Association of Cardiovascular Disease Risk Factor Burden With Progression of Coronary Atherosclerosis Assessed by Serial Coronary Computed Tomographic Angiography.JAMA Netw Open. 2020 07 01; 3(7):e2011444.JN
Several studies have reported that the progression of coronary atherosclerosis, as measured by serial coronary computed tomographic (CT) angiography, is associated with the risk of future cardiovascular events. However, the cumulative consequences of multiple risk factors for plaque progression and the development of adverse plaque characteristics have not been well characterized.
To examine the association of cardiovascular risk factor burden, as assessed by atherosclerotic cardiovascular disease (ASCVD) risk score, with the progression of coronary atherosclerosis and the development of adverse plaque characteristics.
Design, Setting, and Participants
This cohort study is a subgroup analysis of participant data from the prospective observational Progression of Atherosclerotic Plaque Determined by Computed Tomographic Angiography Imaging (PARADIGM) study, which evaluated the association between serial coronary CT angiography findings and clinical presentation. The PARADIGM international multicenter registry, which includes 13 centers in 7 countries (Brazil, Canada, Germany, Italy, Portugal, South Korea, and the US), was used to identify 1005 adult patients without known coronary artery disease who underwent serial coronary CT angiography scans (median interscan interval, 3.3 years; interquartile range [IQR], 2.6-4.8 years) between December 24, 2003, and December 16, 2015. Based on the 10-year ASCVD risk score, the cardiovascular risk factor burden was classified as low (<7.5%), intermediate (7.5%-20.0%), or high (>20.0%). Data were analyzed from February 8, 2019, to April 17, 2020.
Association of baseline ASCVD risk burden with plaque progression.
Main Outcomes and Measures
Noncalcified plaque, calcified plaque, and total plaque volumes (mm3) were measured. Noncalcified plaque was subclassified using predefined Hounsfield unit thresholds for fibrous, fibrofatty, and low-attenuation plaque. The percent atheroma volume (PAV) was defined as plaque volume divided by vessel volume. Adverse plaque characteristics were defined as the presence of positive remodeling, low-attenuation plaque, or spotty calcification.
In total, 1005 patients (mean [SD] age, 60  years; 575 men [57.2%]) were included in the analysis. Of those, 463 patients (46.1%) had a low 10-year ASCVD risk score (low-risk group), 373 patients (37.1%) had an intermediate ASCVD risk score (intermediate-risk group), and 169 patients (16.8%) had a high ASCVD risk score (high-risk group). The annualized progression rate of PAV for total plaque, calcified plaque, and noncalcified plaque was associated with increasing ASCVD risk (r = 0.26 for total plaque, r = 0.23 for calcified plaque, and r = 0.11 for noncalcified plaque; P < .001). The annualized PAV progression of total plaque, calcified plaque, and noncalcified plaque was significantly greater in the high-risk group compared with the low-risk and intermediate-risk groups (for total plaque, 0.99% vs 0.45% and 0.58%, respectively; P < .001; for calcified plaque, 0.61% vs 0.23% and 0.36%; P < .001; and for noncalcified plaque, 0.38%vs 0.22% and 0.23%; P = .01). When further subclassified by noncalcified plaque type, the annualized PAV progression of fibrofatty and low-attenuation plaque was greater in the high-risk group (0.09% and 0.02%, respectively) compared with the low- to intermediate-risk group (n = 836; 0.02% [P = .02] and 0.001% [P = .008], respectively). The interval development of adverse plaque characteristics was greater in the high-risk group compared with the low-risk and intermediate-risk groups (for new positive remodeling, 73 patients [43.2%] vs 151 patients [32.6%] and 133 patients [35.7%], respectively; P = .02; for new low-attenuation plaque, 26 patients [15.4%] vs 44 patients [9.5%] and 35 patients [9.4%]; P = .02; and for new spotty calcification, 37 patients [21.9%] vs 52 patients [11.2%] and 54 patients [14.5%]; P = .002). The progression of noncalcified plaque subclasses and the interval development of adverse plaque characteristics did not significantly differ between the low-risk and intermediate-risk groups.

→ **Task statement**: In the coronary atherosclerosis abstract, which 10-year ASCVD risk score range placed a patient in the high-risk group?

→ **Given entries**:
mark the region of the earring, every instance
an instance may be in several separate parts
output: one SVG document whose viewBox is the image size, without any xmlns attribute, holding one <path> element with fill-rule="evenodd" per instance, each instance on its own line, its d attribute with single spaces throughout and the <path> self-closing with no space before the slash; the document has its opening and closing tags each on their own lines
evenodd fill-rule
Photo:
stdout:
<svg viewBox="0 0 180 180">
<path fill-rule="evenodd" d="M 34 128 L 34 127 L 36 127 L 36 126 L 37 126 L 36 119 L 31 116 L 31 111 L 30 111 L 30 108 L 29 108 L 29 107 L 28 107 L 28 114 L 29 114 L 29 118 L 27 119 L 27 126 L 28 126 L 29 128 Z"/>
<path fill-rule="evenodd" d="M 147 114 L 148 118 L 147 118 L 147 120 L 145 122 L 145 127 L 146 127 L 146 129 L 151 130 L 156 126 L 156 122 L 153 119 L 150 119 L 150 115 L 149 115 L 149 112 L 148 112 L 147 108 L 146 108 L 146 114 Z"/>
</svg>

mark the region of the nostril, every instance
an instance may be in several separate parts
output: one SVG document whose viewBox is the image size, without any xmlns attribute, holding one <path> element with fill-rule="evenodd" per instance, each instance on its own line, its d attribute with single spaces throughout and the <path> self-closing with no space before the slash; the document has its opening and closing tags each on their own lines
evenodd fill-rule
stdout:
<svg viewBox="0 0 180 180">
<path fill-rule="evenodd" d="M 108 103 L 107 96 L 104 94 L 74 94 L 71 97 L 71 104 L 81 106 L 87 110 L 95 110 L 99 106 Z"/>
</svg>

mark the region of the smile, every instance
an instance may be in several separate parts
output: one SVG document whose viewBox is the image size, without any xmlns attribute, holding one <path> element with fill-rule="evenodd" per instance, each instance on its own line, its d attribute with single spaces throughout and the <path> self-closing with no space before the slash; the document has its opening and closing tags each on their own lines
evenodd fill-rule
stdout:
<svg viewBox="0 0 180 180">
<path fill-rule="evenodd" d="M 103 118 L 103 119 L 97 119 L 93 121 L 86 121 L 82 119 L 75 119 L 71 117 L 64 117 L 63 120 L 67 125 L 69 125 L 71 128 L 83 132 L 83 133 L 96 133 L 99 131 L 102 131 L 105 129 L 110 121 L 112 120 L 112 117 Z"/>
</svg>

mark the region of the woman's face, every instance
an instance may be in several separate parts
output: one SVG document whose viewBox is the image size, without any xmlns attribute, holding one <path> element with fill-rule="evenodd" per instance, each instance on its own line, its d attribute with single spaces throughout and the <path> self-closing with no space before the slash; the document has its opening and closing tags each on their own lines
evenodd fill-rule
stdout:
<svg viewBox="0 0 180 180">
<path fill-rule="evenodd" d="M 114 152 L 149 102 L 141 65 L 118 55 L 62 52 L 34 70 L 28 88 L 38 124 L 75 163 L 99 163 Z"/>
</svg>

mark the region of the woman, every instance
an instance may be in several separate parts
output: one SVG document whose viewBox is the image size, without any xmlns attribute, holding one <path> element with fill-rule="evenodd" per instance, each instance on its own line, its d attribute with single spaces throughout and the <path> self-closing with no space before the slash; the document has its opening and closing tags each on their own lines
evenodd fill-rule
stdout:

→ **Solution below**: A score greater than 20.0%.